Zakes Mda has told Mbuyiseni Ndlozi to quit the negative Springbok tweets.
Image: Gallo Images / Tammy Booyzen

Author Zakes Mda has weighed in on EFF spokesperson Mbuyiseni Ndlozi's controversial tweets, saying he should let people express their joy at the Springboks' Rugby World Cup achievement.

In a post on Twitter this week, Mda suggested that those who gathered at Johannesburg's OR Tambo International Airport to welcome the team home on Tuesday, like all South Africans celebrating the victory, were doing so of their own free will and should not be discredited by people who wished to “pee on the parade”.

Mda added that those who attended were not fools and that they would “rejoice nevertheless”.

The author's comments did not sit well with Ndlozi, who replied citing Nongqawuse, the teenage prophet who, in 1856, prophesied that if the amaXhosa killed all their cattle, the British colonial forces would be driven into the sea.

According to Ndlozi, South Africans are being sold a dream of false racial unity.

“The people were not stupid, they just followed a false prophet. Sounds familiar? False dreams,” he said.

- **SHORT EXERCISE 1**
Extract each line of the rows that contains the string "background", matching case exactly.
The rows below have no connection to the article on Zakes Mda and Mbuyiseni Ndlozi.

- **SOURCE DATA**

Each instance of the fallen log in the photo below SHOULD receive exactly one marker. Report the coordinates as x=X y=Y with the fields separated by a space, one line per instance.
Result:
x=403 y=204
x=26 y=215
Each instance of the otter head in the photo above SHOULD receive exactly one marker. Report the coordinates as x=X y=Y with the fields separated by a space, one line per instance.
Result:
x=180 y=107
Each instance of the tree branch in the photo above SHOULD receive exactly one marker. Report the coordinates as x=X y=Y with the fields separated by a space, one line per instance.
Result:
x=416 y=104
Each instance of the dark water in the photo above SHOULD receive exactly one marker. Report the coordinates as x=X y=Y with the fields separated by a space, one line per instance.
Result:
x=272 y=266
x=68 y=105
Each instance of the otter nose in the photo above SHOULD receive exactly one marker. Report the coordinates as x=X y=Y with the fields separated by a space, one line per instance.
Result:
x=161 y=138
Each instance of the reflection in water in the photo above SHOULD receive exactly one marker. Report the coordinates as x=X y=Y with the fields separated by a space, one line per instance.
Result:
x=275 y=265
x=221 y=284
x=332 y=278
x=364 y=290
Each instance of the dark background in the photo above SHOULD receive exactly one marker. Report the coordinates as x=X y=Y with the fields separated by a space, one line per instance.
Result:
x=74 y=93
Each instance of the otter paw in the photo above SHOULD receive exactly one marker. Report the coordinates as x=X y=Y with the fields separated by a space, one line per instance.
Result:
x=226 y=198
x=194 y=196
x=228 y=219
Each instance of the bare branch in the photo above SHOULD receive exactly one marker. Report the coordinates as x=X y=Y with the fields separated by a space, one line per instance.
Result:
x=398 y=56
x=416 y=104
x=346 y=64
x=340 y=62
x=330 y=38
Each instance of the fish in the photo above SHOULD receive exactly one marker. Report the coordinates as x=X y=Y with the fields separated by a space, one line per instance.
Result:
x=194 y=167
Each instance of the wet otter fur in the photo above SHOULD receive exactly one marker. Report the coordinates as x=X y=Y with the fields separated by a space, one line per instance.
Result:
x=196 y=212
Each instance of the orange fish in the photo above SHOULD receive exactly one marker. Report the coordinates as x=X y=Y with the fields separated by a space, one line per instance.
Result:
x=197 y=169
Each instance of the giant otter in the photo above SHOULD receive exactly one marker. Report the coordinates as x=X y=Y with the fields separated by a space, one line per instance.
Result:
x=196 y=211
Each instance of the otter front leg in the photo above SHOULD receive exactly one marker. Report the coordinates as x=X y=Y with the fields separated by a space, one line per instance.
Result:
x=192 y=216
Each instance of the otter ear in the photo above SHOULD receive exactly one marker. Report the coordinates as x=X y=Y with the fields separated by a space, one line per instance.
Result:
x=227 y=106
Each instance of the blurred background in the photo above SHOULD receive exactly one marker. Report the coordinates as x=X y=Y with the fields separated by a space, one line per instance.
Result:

- **SHORT EXERCISE 2**
Write the next part of the article about Zakes Mda and Mbuyiseni Ndlozi's Springbok tweets, starting after its last sentence.

- **RESULT 1**
Each instance of the dark background in the photo above SHOULD receive exactly one marker. Report the coordinates as x=X y=Y with the fields separated by a space, one line per instance.
Each instance of the blurred background in the photo above SHOULD receive exactly one marker. Report the coordinates as x=X y=Y with the fields separated by a space, one line per instance.

- **RESULT 2**
In a back-and-forth “discussion”, Mda said celebrating the Springboks' win didn’t necessarily mean that people were expecting “miracles” of ending inequality.

“They’re smart people who don’t expect any miracles from their jubilation and are aware that inequalities will continue,” he said.

Mda also disputed Ndlozi’s reference to Nongqawuse: “As for Nongqawuse, I researched that history and wrote a book on it. It was more complex than that,” he said.


Setting the record straight on his tweets, Mda told Ndlozi that they were not about how politicians chose to “hijack” the Springboks' victory for their own purposes, but about “simply letting people express their joy at the achievement”.

“They can’t be stopped anyway,” he said.

Ending the conversation, Mda said the Springboks' win inspired his grandson, who was a rugby player.

“He finds the RWC winning team and their captain an inspiration. Now he sees that [It] is not an impossible dream.”